**Consigne**
Relevez toutes les années citées dans le texte sur l'histoire des régulateurs d'allure, dans leur ordre d'apparition.

**Texte de la page**
+--

À la barre du Sedov, un quatre-mâts russe à gréement carré

      1. Historique

      Traverser l’océan à la voile en solitaire est au départ l’affaire quelques rares pionniers téméraires et musclés. Le premier à réussir cet exploit est Joshua Slocum, à bord de son légendaire Spray. On raconte que pour maintenir un cap relativement stable, Slocum utilisait un ingénieux système d’écoutes ou qu’il immobilisait sa barre à roue avec une corde. Pour maintenir le cap, il sacrifiait délibérément une partie de la puissance de navigation au profit d’une plus grande voilure. C’est vrai que le Spray était déjà naturellement enclin à bien tenir le cap en raison de sa quille qui était presque aussi longue que sa ligne de flottaison.

      En 1919, Hambley Tregoning envoie une lettre au Yachting Monthly dans laquelle il explique comment monter une girouette sur la barre franche d’un voilier. Suite à la publication de cette lettre, les propriétaires de modèles réduits s’empressent d’équiper leurs bateaux miniatures d’un tel dispositif : les résultats sont surprenants, même avec la jonction mécanique la plus élémentaire. Ce système ne sera pourtant jamais appliqué, pour la bonne raison que les forces générées par une girouette sans plus ne suffisent pas à agir sur la barre franche d’un bateau de taille normale.

      Le premier régulateur d’allure

      Le premier régulateur d’allure sera installé, paradoxalement, sur un bateau à moteur. Pour sa spectaculaire traversée de 18 jours en solitaire de New York au Havre en 1936, le navigateur français Marin Marie monte en effet une girouette surdimensionnée reliée par des drosses au gouvernail de son yacht à moteur de 14 m/46 ft, l’Arielle. Ce régulateur d’allure est aujourd’hui exposé au Musée de la Marine à Port Louis.

      En 1955, le navigateur anglais Ian Major effectue à bord de son Buttercup la traversée en solitaire Europe-Antilles, utilisant pour ce faire une petite girouette qui actionne un flettner monté sur le safran principal. Telle est la solution utilisée le plus couramment à l’époque. La même année, le navigateur britannique Michael Henderson équipe son fameux Mick the Miller, un bateau de 17 ft, d’un système de son invention qu’il baptise Harriet, the third hand. Son objectif : centrer le safran principal et utiliser une girouette qui agit sur un safran auxiliaire, plus petit. Ce système fonctionne à merveille et est capable de s’acquitter de plus de la moitié des tâches du skipper. En 1957, Bernard Moitessier dote à son tour son Marie Thérèse II d’un flettner. En 1965, il équipe son Joshua du même système, mais simplifié en ce sens que la girouette est montée directement sur la mèche du flettner.

+--

**Données**
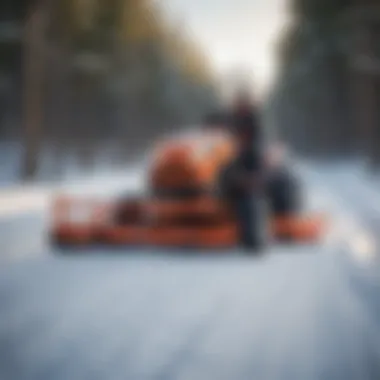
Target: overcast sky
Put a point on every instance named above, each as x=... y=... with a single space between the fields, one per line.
x=236 y=33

+--

**Corrigé**
1919, 1936, 1955, 1957, 1965